(Data items)
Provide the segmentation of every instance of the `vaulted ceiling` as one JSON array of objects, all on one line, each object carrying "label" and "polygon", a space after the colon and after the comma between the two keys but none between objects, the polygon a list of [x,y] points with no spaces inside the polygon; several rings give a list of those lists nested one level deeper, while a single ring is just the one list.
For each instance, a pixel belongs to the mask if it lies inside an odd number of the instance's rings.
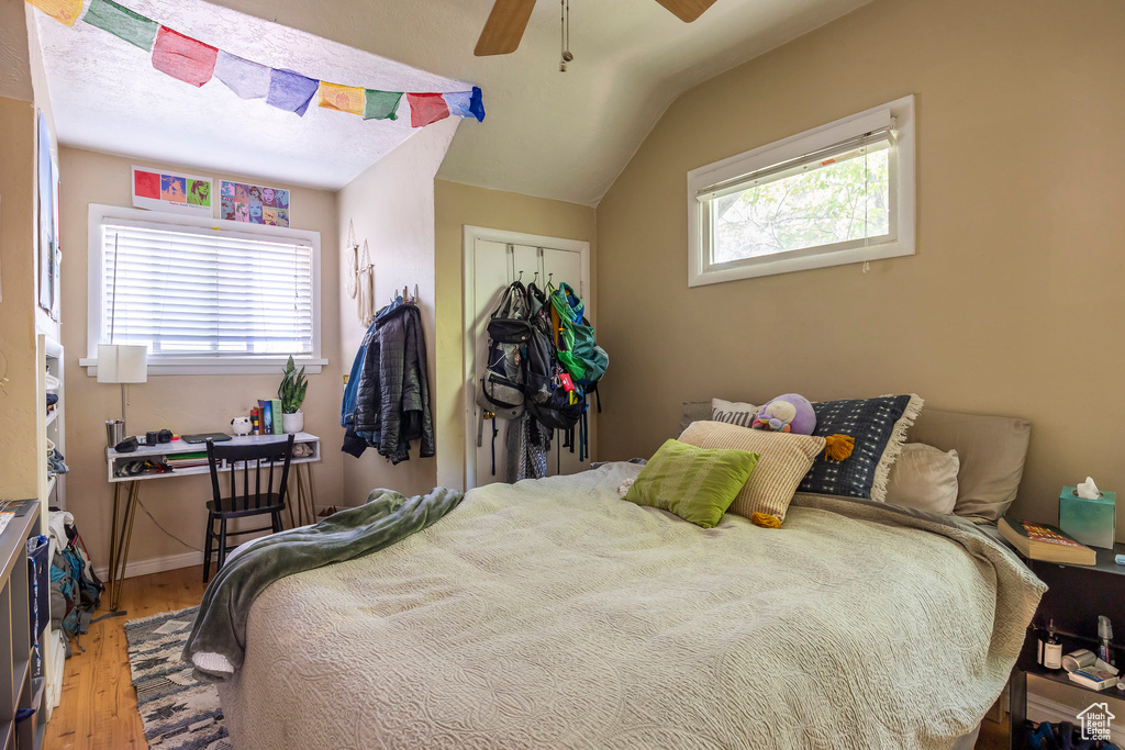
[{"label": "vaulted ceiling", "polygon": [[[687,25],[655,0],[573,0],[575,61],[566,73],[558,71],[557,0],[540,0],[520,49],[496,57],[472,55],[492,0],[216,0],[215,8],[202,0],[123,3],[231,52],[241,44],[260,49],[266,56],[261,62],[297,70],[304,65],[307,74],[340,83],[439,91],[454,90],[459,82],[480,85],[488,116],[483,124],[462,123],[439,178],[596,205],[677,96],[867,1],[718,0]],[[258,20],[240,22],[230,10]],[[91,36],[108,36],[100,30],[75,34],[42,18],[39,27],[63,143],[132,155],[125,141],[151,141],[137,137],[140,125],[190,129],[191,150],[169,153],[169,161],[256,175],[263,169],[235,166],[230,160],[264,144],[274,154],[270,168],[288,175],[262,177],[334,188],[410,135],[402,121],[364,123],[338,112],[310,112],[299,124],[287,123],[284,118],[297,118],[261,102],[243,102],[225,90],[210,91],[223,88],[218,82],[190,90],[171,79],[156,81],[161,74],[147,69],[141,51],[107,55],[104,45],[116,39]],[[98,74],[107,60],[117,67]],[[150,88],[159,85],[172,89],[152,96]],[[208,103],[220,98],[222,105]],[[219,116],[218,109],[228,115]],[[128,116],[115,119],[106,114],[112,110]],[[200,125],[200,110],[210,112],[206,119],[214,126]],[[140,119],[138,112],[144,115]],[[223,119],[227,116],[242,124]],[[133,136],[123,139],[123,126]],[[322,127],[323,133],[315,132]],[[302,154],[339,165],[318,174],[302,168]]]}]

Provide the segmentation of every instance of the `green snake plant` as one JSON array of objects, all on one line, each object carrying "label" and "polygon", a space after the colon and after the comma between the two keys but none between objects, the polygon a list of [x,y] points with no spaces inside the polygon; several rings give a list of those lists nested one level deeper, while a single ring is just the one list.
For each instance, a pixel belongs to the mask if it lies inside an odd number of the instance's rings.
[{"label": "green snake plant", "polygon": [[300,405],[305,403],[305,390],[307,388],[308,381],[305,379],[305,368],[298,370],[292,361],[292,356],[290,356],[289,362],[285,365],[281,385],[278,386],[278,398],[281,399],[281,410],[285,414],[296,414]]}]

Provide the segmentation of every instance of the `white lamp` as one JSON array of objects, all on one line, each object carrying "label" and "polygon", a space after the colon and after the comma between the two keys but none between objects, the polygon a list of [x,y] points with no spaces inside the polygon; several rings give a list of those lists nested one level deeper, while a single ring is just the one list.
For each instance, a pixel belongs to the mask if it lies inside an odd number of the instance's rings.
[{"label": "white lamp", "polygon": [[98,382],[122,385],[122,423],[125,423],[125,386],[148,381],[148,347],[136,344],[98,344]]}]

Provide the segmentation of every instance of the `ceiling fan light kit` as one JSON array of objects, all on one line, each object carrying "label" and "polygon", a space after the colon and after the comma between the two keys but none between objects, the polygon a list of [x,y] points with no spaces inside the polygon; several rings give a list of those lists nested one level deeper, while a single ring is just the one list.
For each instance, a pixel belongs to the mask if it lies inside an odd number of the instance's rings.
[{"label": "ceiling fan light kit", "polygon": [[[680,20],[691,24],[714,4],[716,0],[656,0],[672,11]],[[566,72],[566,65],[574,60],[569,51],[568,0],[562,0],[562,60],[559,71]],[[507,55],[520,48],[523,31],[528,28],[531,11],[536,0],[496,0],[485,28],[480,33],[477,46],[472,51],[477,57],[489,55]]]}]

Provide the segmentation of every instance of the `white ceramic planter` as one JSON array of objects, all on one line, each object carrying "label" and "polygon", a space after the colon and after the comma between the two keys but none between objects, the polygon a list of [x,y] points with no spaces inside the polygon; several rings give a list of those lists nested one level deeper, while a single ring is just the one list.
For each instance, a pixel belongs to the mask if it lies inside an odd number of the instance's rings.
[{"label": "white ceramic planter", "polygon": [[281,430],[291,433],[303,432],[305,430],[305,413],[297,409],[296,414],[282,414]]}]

> _WRITTEN PROBLEM_:
Please pick out each line in the entries above that contains the word "snake" and copy those lines.

> _COMPLETED EXERCISE_:
Provide the segmentation of every instance of the `green snake plant` as one JSON array of objects, all on one line, each object carrying "label" and "polygon", a space after the colon and after the comma between the two keys but none between objects, the polygon a list of [x,y] points with no spaces inside the polygon; several rings give a list of those lists nested one level deeper, while a single ring is just the one list.
[{"label": "green snake plant", "polygon": [[300,405],[305,403],[305,390],[307,388],[308,381],[305,379],[305,368],[298,370],[292,361],[292,356],[290,356],[289,362],[285,365],[281,385],[278,386],[278,398],[281,399],[281,410],[285,414],[296,414]]}]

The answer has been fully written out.